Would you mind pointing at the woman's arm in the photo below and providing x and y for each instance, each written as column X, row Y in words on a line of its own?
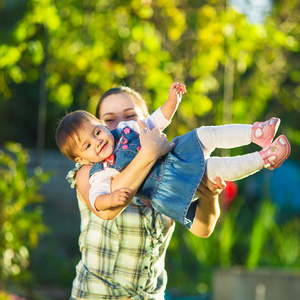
column 208, row 209
column 175, row 94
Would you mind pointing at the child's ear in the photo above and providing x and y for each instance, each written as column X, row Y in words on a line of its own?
column 103, row 123
column 81, row 160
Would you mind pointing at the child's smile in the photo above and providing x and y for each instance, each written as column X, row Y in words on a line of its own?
column 95, row 143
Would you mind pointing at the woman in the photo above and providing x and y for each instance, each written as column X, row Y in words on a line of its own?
column 124, row 258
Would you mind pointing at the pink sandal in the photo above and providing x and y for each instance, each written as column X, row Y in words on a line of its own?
column 263, row 132
column 276, row 153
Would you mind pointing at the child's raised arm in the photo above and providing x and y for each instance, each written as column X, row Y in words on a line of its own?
column 175, row 94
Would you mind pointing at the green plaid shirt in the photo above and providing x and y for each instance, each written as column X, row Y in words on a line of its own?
column 125, row 257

* _Problem details_: No picture belongs in the copy; return the rest of the listing exactly.

* _Task result_:
Would you mind pointing at the woman's arm in the photo below and providing x and y for each instance, each written as column X, row Y in words on a line of its own?
column 208, row 209
column 175, row 94
Would you mind pointing at the child's ear in the photo above and providing x and y for each instance, each written as column X, row Y in words on a line of its own?
column 103, row 123
column 81, row 160
Would you mind pointing at the child's smile in the photo above and providing x and y for each instance, each written as column X, row Y in words on a line of its own?
column 95, row 143
Would you mind pointing at the woman in the photo above and providing x and y for each instance, each written as column X, row Y in words on a line of its own?
column 124, row 258
Would you mind pointing at the pink sandal in the photo above and providing x and y for each instance, each written as column X, row Y in words on a line of its own?
column 263, row 132
column 276, row 153
Would you mind pointing at the child's raised arm in the photo above and providing x and y for each instance, each written as column X, row Y in words on a line of its own?
column 175, row 94
Would you mind pointing at the green plaid shirt in the photo above and providing x and y for each instance, each written as column X, row Y in words on a line of its own?
column 125, row 257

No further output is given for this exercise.